# Aim of the task
Reproduce the part of the Unicode support page starting with "Status Bar Indicator" and going on through "what it is).", character for character.

# Source extract
[START]
Most text files are stored using ASCII characters - each character is encoded using one byte (8 bits). This means that we can have a maximum of 256 different characters.  This isn't a problem in most English speaking environments, but it does become a problem once you start encoding characters in different languages.

 

Unicode is a standard for encoding characters that tries to address the problem of encoding all possible international characters into a single, unified format.

 

As with most standards, there are several flavors to choose from. V supports UCS-2 and UTF-8. (See the note below regarding UTF-16)

 

Status Bar Indicator

 

V will automatically detect most Unicode files and display them accordingly, including files with foreign characters. UNI will be displayed in the status bar to indicate that the file is a Unicode file. ANS (for ANSI) will be displayed in the status bar when the file is not a Unicode file.

 

If V does not guess the correct encoding, you can click on the UNI/ANS indicator in the status bar and select the correct encoding (assuming that you know what it is).

 

Font Substitution

 

V does not support font substitution (or font fallback). Under font substitution, if the selected font does not contain a particular character, the program will try to use another font to display that character. Since V does not do font substitution, it is very important to use a font that contains all the characters to be displayed. In particular, the standard Courier font should not be used to display Unicode files - Courier New should be used instead.

 

UCS-2 vs UTF-16

 

Strictly speaking, V does not fully support UTF-16 - it only supports UCS-2 (which is the outdated predecessor to UTF-16).

 

UCS-2 is a fixed length encoding that encodes all characters to a 16 bit value (from 0 to FFFF). UTF-16 is a variable length encoding capable of encoding the entire Unicode range of characters. In particular, UTF-16 can be used to encode characters greater than FFFF.

 

However, in most cases, UCS-2 and UTF-16 are identical. If users encounter any problems viewing Unicode files, please contact [email protected] (preferably attaching a copy of the Unicode file).

 

 

Notes

 

V does not support UTF-32

 

V does not support RTL (Right To Left) display
[END]
# Information supplied
[START]
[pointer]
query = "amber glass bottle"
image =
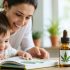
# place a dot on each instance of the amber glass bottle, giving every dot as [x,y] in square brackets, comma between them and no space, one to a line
[64,57]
[END]
# Task output
Status Bar Indicator

 

V will automatically detect most Unicode files and display them accordingly, including files with foreign characters. UNI will be displayed in the status bar to indicate that the file is a Unicode file. ANS (for ANSI) will be displayed in the status bar when the file is not a Unicode file.

 

If V does not guess the correct encoding, you can click on the UNI/ANS indicator in the status bar and select the correct encoding (assuming that you know what it is).